● A data block:
※

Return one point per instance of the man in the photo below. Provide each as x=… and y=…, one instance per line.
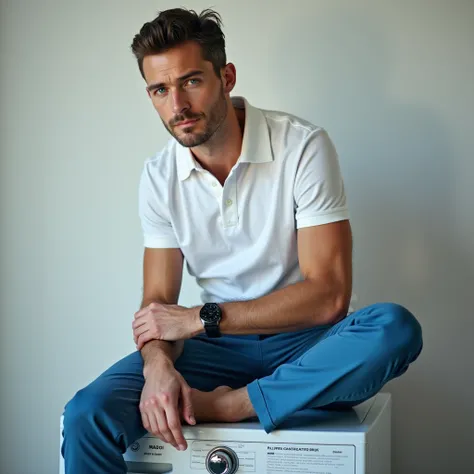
x=254, y=201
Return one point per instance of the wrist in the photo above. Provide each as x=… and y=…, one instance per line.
x=158, y=364
x=196, y=323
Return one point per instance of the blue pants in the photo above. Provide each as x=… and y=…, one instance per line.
x=331, y=366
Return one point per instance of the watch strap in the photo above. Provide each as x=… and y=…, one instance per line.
x=212, y=330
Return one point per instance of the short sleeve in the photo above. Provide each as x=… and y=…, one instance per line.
x=153, y=211
x=319, y=188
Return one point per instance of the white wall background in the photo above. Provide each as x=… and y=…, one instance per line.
x=393, y=83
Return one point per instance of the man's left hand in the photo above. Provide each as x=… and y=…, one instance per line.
x=165, y=322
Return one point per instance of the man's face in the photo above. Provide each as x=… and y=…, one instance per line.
x=186, y=93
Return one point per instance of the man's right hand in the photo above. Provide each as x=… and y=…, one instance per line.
x=166, y=396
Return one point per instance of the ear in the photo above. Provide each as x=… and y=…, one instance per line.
x=229, y=77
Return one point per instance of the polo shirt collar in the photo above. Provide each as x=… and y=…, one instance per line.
x=256, y=147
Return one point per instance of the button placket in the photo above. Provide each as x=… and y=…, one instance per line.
x=229, y=207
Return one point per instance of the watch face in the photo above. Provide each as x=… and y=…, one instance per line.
x=211, y=313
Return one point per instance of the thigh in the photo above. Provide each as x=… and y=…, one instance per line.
x=207, y=363
x=285, y=348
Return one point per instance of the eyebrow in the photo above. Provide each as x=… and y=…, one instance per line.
x=196, y=72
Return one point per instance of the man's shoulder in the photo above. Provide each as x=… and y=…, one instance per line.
x=287, y=122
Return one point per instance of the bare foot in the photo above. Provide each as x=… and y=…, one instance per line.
x=211, y=406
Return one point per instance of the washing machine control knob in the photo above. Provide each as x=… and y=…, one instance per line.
x=222, y=460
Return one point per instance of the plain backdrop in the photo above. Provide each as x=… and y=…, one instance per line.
x=391, y=81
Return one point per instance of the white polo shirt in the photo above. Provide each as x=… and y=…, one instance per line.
x=239, y=240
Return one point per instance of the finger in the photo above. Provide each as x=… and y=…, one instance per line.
x=187, y=408
x=138, y=322
x=142, y=340
x=165, y=429
x=174, y=424
x=145, y=420
x=145, y=310
x=139, y=331
x=151, y=408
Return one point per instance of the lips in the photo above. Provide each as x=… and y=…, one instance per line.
x=186, y=123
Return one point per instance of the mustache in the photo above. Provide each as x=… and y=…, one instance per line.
x=182, y=118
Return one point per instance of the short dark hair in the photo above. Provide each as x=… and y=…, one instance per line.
x=178, y=25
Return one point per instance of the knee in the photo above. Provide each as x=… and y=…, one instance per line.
x=401, y=329
x=83, y=411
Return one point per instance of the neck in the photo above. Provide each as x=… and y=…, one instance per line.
x=219, y=154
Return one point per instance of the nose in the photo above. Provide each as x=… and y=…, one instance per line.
x=179, y=101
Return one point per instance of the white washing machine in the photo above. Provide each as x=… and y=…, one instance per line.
x=355, y=441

※

● Short task: Multiply every x and y coordinate in the answers by 2.4 and round to whole numbers, with halves rounded up. Rewrite the stretch of the listing from the line containing "Return one point per instance of the thigh" through the line containing "x=239, y=240" with the new coordinates, keeping the requests and including both end lines.

● The response:
Return one point per instance of the thigh in the photo above. Provide each as x=… and y=…, one instance per line.
x=497, y=871
x=684, y=835
Return one point per instance of the eyebrow in the photo above. Provide each as x=… and y=…, one instance per line.
x=470, y=173
Return one point per instance of the man's shoulder in the photo above. Provide each as x=… and y=…, one instance per line.
x=689, y=293
Return one point per instance of the bare foot in the photo above. Provide each as x=… and y=…, one instance per line.
x=506, y=974
Return one point per instance of the washing machine control knob in the photo above. Provide each as x=… and y=…, one instance per line.
x=533, y=1104
Return one point per instance of the plain backdrop in the photo above. Provide each as x=… and y=…, one instance per line.
x=938, y=194
Return one point per instance of the white polo shirt in the photo above. Provide each as x=… and y=…, one instance per line.
x=574, y=576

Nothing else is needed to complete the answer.